_GOAL_
Locate each line below that contains the string "track" and copy those lines out. Letter case must match.

_DATASET_
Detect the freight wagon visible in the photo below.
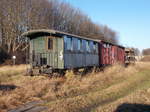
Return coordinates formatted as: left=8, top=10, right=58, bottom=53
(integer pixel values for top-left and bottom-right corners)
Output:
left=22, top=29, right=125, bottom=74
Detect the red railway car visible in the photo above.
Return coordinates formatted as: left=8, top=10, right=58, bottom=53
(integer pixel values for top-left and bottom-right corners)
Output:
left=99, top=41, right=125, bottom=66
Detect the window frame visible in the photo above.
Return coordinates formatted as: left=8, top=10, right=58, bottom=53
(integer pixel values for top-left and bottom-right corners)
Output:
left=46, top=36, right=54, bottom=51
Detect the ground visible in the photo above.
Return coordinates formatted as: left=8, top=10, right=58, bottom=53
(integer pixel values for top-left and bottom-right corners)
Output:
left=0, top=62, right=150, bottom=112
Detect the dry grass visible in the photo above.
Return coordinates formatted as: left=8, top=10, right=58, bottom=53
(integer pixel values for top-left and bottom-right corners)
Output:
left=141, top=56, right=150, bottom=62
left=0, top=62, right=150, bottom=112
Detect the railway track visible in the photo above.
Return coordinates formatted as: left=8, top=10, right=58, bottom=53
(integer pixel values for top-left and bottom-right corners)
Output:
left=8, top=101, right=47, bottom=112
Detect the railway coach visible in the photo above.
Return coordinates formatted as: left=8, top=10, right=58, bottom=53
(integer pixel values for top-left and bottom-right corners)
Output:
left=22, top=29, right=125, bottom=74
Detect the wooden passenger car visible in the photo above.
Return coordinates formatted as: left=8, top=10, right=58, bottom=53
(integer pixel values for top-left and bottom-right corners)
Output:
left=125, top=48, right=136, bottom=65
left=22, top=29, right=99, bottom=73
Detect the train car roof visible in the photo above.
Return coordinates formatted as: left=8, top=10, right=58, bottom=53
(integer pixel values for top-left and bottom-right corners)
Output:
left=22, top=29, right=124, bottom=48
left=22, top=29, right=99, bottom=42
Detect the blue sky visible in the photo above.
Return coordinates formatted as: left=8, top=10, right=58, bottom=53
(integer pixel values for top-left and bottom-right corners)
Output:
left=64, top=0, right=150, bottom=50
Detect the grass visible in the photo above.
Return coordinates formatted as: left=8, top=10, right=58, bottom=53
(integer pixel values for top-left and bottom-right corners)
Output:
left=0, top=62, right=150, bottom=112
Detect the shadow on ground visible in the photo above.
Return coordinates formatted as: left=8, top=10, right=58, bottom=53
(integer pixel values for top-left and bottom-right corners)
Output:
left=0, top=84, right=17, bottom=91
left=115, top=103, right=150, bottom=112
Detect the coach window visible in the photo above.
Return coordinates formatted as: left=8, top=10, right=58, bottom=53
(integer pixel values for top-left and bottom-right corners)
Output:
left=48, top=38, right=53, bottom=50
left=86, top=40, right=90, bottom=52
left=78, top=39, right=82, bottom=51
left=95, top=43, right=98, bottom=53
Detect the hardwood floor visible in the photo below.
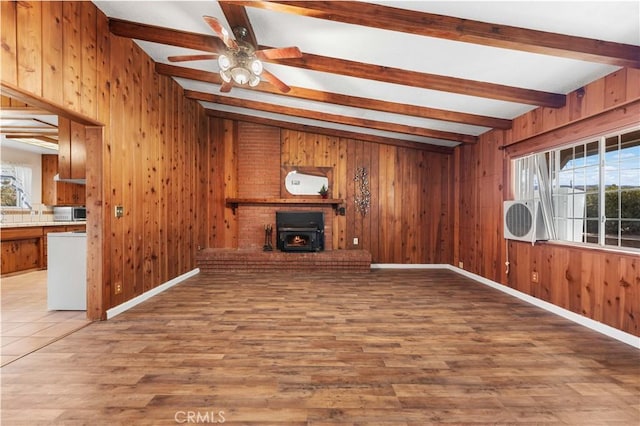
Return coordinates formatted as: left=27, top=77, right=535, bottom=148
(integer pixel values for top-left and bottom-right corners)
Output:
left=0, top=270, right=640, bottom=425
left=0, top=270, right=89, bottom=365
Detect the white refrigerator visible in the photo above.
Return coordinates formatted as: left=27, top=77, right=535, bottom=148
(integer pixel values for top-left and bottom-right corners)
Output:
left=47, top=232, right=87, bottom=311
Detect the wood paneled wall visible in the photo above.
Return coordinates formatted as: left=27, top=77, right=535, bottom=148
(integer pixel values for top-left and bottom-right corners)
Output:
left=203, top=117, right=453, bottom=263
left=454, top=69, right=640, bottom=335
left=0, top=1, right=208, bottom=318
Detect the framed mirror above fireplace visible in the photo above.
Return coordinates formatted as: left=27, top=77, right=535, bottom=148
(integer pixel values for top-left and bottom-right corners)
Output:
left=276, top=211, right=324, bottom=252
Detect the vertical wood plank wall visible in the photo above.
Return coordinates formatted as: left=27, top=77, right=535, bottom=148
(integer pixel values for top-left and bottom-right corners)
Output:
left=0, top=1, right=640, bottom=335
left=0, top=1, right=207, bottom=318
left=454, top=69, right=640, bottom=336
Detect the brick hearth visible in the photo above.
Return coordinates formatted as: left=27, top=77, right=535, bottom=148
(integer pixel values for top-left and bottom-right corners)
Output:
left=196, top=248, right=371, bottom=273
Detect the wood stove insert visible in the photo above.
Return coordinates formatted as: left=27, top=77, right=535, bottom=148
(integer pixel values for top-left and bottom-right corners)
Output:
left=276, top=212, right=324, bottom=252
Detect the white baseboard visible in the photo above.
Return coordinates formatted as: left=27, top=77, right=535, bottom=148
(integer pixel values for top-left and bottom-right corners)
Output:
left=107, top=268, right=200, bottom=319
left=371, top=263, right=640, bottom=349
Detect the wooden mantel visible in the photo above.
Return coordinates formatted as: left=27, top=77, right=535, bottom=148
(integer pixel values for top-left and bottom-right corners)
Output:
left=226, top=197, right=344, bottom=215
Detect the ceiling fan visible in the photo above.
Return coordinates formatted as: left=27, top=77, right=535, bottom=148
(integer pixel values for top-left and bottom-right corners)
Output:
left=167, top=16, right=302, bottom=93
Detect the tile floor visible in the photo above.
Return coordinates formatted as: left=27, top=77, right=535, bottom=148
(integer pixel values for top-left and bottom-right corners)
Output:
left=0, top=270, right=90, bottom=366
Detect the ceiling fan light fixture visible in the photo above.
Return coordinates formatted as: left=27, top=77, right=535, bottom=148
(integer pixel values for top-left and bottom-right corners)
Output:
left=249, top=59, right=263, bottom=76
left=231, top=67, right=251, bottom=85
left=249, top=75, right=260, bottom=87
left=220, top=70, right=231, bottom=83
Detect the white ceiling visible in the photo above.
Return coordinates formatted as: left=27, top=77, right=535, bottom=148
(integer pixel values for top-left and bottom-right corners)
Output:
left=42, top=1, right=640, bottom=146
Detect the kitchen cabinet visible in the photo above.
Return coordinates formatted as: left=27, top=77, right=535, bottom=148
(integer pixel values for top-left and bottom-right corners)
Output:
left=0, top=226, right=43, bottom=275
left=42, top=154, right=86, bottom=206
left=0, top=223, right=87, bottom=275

* * *

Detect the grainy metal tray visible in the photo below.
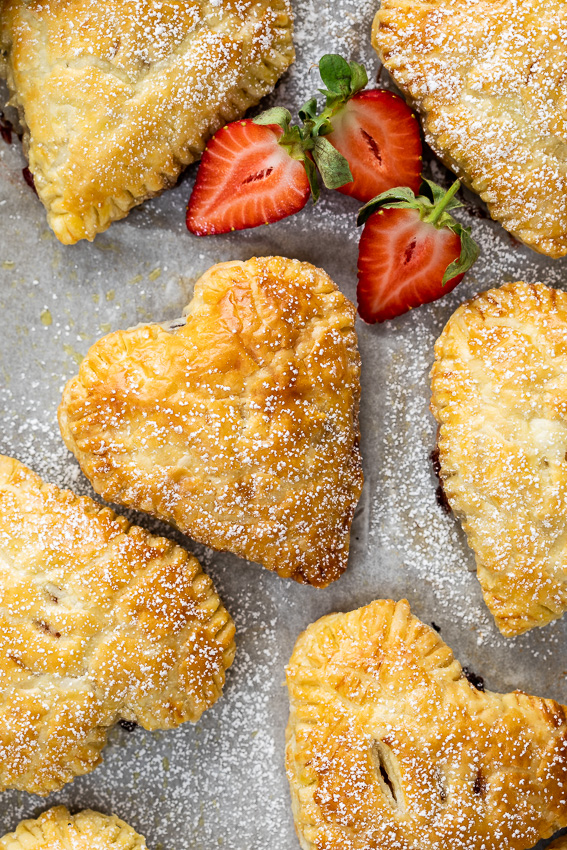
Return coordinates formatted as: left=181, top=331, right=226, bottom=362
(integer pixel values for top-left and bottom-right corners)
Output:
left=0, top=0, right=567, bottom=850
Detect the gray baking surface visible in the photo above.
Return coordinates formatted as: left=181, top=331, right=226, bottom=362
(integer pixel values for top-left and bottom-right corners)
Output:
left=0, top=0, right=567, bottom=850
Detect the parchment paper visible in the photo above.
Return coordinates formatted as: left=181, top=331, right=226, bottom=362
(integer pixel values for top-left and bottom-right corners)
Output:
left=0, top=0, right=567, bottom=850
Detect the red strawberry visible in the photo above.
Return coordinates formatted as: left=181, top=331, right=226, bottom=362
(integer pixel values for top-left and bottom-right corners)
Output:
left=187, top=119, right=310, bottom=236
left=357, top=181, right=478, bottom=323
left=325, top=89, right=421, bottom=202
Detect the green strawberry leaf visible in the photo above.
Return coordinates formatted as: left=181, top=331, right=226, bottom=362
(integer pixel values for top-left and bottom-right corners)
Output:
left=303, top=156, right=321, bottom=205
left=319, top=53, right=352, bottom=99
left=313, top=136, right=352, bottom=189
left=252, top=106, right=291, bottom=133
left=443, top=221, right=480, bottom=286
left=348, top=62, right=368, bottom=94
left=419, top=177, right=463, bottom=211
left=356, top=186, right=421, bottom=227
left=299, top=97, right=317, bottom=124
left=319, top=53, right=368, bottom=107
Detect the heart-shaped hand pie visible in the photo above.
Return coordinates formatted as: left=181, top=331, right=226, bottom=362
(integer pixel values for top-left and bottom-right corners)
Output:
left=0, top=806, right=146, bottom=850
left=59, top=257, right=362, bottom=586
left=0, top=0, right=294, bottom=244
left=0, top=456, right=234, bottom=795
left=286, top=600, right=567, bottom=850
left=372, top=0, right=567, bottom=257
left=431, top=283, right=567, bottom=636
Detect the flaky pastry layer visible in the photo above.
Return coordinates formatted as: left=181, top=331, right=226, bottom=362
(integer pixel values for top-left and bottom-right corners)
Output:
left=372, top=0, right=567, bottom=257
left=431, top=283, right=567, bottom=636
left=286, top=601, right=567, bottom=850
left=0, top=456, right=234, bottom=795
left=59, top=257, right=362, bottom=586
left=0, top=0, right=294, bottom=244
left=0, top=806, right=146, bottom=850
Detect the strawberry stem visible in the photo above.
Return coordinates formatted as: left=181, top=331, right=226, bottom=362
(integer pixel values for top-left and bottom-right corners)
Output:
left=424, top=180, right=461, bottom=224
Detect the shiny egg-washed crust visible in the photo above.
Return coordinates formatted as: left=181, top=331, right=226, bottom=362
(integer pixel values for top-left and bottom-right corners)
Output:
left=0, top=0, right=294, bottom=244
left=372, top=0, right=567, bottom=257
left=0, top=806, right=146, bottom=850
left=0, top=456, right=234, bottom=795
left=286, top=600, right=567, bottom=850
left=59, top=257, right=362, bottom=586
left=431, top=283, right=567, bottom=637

...

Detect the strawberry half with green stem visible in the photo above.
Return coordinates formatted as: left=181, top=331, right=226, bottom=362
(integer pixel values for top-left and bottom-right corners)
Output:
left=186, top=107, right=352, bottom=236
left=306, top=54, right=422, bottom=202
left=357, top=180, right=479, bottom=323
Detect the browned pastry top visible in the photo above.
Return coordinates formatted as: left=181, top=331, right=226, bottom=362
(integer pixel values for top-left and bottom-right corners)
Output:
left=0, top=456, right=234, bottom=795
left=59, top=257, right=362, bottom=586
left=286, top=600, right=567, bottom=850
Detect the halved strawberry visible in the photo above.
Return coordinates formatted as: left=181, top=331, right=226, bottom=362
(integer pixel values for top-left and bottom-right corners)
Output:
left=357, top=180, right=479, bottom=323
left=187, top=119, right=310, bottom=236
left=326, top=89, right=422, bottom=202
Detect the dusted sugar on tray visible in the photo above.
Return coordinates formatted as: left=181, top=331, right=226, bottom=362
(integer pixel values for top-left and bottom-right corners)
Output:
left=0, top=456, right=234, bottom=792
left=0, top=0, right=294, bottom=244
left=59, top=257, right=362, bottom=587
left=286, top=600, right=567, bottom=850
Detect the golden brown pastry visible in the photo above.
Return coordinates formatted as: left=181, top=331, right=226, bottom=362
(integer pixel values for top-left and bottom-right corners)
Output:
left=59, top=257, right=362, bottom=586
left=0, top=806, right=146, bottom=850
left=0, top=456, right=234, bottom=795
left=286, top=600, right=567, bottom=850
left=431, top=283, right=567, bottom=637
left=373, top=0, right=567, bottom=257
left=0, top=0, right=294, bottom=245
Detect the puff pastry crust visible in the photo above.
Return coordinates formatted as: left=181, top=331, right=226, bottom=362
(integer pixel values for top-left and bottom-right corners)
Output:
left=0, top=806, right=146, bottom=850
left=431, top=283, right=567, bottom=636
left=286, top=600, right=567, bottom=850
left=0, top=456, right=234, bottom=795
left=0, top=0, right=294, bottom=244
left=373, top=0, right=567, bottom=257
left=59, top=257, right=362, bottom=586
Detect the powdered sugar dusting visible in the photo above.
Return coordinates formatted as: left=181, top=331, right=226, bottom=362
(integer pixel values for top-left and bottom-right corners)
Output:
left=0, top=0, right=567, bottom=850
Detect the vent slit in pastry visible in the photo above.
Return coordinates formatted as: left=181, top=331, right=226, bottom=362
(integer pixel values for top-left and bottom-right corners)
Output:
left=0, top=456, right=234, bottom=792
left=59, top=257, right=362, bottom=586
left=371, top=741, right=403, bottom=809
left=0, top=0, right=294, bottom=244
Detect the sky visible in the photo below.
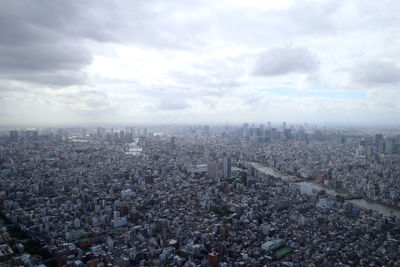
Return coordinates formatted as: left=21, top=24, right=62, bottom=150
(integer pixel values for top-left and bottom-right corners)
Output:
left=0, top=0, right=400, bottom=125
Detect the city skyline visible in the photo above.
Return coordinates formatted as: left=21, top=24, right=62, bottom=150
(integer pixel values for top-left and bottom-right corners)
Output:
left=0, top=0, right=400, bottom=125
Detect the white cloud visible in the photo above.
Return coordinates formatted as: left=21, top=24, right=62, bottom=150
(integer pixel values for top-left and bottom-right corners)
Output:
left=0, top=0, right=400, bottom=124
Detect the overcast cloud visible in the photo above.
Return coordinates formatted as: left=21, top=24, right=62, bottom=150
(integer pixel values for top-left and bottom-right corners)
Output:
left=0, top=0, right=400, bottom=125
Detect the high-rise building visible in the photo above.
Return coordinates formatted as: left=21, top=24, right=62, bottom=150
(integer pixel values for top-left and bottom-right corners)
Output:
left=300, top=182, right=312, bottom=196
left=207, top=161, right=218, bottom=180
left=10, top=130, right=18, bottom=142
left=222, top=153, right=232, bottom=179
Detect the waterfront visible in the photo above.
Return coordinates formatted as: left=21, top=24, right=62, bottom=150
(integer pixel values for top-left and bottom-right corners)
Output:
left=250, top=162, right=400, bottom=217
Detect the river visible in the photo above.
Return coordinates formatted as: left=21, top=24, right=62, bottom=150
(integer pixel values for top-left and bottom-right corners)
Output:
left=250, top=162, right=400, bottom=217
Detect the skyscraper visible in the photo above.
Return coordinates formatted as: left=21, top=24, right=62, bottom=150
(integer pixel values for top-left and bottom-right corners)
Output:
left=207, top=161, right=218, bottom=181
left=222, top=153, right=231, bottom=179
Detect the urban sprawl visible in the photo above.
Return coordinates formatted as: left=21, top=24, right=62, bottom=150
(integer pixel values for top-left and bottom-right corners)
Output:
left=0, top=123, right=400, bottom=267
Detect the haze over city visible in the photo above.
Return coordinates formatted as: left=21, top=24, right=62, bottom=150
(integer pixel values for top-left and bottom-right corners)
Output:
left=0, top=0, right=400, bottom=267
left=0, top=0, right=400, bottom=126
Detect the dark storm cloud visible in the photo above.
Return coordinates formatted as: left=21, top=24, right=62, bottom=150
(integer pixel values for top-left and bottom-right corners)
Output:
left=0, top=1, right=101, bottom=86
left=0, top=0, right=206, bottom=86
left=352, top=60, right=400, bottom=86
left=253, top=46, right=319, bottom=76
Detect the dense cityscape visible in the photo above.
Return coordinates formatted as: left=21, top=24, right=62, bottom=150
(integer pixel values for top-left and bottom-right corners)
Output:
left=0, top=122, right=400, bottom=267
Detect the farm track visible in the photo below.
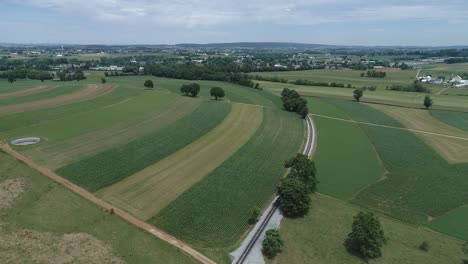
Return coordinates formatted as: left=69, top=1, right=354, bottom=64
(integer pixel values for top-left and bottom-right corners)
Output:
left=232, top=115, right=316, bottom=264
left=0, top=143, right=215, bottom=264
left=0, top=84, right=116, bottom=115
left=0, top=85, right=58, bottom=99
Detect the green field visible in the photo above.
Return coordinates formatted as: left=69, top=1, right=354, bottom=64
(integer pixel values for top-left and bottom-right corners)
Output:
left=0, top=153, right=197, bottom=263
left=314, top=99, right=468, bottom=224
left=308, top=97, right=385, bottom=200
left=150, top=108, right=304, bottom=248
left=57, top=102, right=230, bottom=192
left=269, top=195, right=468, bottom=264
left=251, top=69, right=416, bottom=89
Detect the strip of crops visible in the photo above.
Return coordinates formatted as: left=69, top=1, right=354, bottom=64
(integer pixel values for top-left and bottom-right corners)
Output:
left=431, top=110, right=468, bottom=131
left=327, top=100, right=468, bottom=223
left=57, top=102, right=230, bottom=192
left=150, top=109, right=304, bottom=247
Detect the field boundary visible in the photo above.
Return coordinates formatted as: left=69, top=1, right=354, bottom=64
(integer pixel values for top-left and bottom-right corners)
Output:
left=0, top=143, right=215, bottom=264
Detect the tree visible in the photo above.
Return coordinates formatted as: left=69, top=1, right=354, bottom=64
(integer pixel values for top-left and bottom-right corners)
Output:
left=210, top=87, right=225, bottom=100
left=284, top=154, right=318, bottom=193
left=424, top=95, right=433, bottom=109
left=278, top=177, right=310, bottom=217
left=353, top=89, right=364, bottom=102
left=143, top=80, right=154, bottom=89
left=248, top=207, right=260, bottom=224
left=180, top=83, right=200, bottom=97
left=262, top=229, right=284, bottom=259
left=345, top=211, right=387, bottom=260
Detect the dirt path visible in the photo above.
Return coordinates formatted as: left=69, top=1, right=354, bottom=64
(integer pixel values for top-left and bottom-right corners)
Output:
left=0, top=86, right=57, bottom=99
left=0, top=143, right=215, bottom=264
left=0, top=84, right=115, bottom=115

_TASK RESPONSE_
Detect the railway track visible in the photo above.
Detect the farm track visible in the photo below.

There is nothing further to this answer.